### ЦЕЛЬ ЗАДАНИЯ A
Отфильтруйте строки ниже и оставьте только те, в которых встречается слово "leaf", с учетом регистра.

### ВЫБРАННЫЙ ТЕКСТ

Сахаров вошел в историю не тем, что он делал и декларировал на съездах народных депутатов СССР, а своей высокой жизненной позицией, своим мужественным противостоянием тоталитарной системе, своим личным подвигом бескомпромиссного борца за человеческое достоинство. Его влияние на умы интеллигенции в постсталинский период истории России трудно переоценить.

В статье М. Пановой и Е. Пивоварова, помещенной в информационном сборнике "Безопасность", "А. Д. Сахаров: путь к диссидентству 1955-1968" приводятся интересные данные о начальном периоде его общественной деятельности. Здесь справедливо отмечается, что, начиная с 1957 года, не без влияния высказываний таких людей, как А. Швейцер и Л. Поллинг, он ощутил себя ответственным за проблему радиоактивного заражения при ядерных испытаниях. Эта же дата указывается в автобиографии из личного дела Сахарова в архиве ФИАН: "С 1957 года я принимал активное участие в общественно-политической жизни, имею ряд выступлений в печати и в докладных записках по вопросам прекращения ядерных испытаний, по вопросам разоружения и по проблемам мирного сосуществования и конвергенции".

С 1958 по 1963 год Сахаров активно боролся за отмену ядерных испытаний, писал докладные записки руководству страны. Одна из них была передана Н.С. Хрущеву 10 июля 1961 года. В записке Сахаров обосновывал с технической и политической точек зрения нецелесообразность проведения ядерных испытаний. Ответ Хрущева был однозначным: "Ученый лезет не в свое дело".

### ИСХОДНЫЕ ДАННЫЕ
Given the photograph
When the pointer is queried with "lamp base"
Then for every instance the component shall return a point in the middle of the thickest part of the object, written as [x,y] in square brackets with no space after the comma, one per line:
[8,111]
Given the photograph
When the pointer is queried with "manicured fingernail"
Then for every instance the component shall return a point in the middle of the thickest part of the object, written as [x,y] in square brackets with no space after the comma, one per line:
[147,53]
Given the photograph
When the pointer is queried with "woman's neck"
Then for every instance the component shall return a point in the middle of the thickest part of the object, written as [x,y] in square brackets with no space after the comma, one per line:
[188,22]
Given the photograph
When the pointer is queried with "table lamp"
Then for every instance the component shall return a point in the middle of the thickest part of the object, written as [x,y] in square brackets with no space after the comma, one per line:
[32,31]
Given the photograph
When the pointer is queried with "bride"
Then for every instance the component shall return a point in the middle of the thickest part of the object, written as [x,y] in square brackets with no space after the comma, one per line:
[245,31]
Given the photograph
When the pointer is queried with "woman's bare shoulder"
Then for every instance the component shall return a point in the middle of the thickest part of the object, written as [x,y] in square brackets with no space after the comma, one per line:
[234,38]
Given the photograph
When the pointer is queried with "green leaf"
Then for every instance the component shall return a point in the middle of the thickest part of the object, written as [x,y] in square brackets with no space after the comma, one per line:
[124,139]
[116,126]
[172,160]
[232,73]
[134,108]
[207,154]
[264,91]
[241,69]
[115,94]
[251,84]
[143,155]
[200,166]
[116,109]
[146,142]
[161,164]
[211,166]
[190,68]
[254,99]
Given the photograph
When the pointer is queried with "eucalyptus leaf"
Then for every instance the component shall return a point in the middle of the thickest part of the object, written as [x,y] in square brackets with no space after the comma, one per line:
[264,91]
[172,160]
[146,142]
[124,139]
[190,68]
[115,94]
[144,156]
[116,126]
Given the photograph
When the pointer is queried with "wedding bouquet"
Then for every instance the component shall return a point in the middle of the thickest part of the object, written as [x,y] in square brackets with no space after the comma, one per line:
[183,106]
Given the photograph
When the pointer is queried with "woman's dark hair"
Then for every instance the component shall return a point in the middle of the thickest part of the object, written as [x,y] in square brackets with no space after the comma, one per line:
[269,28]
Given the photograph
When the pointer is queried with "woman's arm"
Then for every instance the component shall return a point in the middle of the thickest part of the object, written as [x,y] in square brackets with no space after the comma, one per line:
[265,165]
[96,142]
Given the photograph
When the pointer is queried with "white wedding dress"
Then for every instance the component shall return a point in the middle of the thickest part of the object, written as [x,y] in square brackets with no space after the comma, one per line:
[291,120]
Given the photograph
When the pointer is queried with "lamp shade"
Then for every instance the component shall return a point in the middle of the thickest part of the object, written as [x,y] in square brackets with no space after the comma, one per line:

### ЦЕЛЬ ЗАДАНИЯ B
Ответьте на вопросы по тексту о Сахарове.
(i) На чьи умы, согласно тексту, трудно переоценить влияние Сахарова?
(ii) С какого года Сахаров, по его автобиографии из архива ФИАН, принимал активное участие в общественно-политической жизни?
(iii) Какого числа и кому была передана одна из записок Сахарова?

### РЕШЕНИЕ ЗАДАНИЯ A
When the pointer is queried with "green leaf"
When the pointer is queried with "eucalyptus leaf"

### РЕШЕНИЕ ЗАДАНИЯ B
(i) На умы интеллигенции в постсталинский период истории России.
(ii) С 1957 года.
(iii) 10 июля 1961 года, Н.С. Хрущеву.